— The problem —
Please list every brand of stilts named in the stilts thread below.

— Selected text —
* * * * * * *

# Stilts



## Frighteners Entertainment (Jan 24, 2006)

Just wondering how many of you wear of would like to wear stilts with your costumes?
If you wear stilts, what kind are they?


----------



## TwistedDementia (May 2, 2007)

Well, I know 1 person that does!


----------



## ScareShack (May 26, 2006)

I want to get a pair and learn..

Heres a funny video with them...watch whole thing


----------



## BooGirl666 (Jul 29, 2006)

Poweriser's are awesome!!! But very expensive


----------



## ScareShack (May 26, 2006)

babygirl_kmp said:


> Poweriser's are awesome!!! But very expensive


yeh, but i really want a pair.

Jeff what kind u gonna carry? I need to save for some.


----------



## BooGirl666 (Jul 29, 2006)

OOO me too J..... I just sit and watch the videos of them wishing to the money god...


----------



## BooGirl666 (Jul 29, 2006)

Here's another with a beginner bouncer


----------



## Revenant (Mar 17, 2007)

Those stilts in that picture look familiar... are those Marshalltowns? Another plasterer in the company I used to work for had just bought a new set that looked just like those... he had a set of durastilts for like 12 years and someone stole them out of his truckbox (ouch). He likes the marshalltowns a lot; says they feel more natural when walking. I wanted some but at about $250-300 a pair, I figured I could get by with moving the stepladder around for a while


----------



## Bodybagging (May 8, 2006)

Hey Thats Me!!!!!!!!!


----------



## TwistedDementia (May 2, 2007)

Bodybagging said:


> Hey Thats Me!!!!!!!!!


You know your famous BB! So is BodyBagging the only stilt walker?


----------



## Lilly (Jun 13, 2006)

* * * * * * *

Some lines
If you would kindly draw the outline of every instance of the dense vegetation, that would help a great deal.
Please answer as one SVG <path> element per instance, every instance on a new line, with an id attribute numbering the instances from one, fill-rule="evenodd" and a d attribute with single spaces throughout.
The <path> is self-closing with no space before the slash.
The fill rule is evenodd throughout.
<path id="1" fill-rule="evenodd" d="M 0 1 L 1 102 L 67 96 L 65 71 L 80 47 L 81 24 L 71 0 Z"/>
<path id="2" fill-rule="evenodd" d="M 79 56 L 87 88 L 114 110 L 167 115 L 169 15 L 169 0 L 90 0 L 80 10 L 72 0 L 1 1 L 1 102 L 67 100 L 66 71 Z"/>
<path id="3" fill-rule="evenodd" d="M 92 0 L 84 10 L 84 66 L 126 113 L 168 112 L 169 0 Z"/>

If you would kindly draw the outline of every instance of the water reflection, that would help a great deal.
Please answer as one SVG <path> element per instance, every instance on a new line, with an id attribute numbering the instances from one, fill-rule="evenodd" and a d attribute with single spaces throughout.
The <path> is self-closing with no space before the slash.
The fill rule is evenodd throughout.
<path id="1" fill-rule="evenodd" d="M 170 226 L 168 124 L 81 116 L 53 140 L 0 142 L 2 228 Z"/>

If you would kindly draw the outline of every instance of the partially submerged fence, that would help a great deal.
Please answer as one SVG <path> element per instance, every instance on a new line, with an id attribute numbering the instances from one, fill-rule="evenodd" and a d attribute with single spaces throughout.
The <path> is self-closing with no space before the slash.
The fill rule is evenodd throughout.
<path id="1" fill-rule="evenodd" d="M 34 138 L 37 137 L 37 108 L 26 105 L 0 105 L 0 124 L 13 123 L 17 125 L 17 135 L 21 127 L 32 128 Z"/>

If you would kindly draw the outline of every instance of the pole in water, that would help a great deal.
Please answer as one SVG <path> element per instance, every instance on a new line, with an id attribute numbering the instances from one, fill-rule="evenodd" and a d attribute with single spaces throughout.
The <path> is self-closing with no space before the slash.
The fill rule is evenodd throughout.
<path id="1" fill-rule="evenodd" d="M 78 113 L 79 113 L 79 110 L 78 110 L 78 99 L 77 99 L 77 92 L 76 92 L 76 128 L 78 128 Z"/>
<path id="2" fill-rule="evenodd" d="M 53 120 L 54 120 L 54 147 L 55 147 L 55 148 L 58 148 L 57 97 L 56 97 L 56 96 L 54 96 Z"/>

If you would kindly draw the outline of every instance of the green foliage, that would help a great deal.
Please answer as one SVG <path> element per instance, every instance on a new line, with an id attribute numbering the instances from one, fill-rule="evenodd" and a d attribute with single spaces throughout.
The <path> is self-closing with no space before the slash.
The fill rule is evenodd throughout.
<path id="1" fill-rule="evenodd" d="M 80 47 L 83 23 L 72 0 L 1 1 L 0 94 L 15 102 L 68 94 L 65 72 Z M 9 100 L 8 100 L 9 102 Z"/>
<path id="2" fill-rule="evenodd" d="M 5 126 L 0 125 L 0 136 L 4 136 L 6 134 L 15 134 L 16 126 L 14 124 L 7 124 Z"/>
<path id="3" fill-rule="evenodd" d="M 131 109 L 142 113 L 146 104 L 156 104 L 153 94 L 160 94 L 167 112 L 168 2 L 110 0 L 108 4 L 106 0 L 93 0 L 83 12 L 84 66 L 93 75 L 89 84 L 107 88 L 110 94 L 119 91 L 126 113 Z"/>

* * * * * * *

— Reply to the exercise —
Poweriser, Marshalltown, Durastilts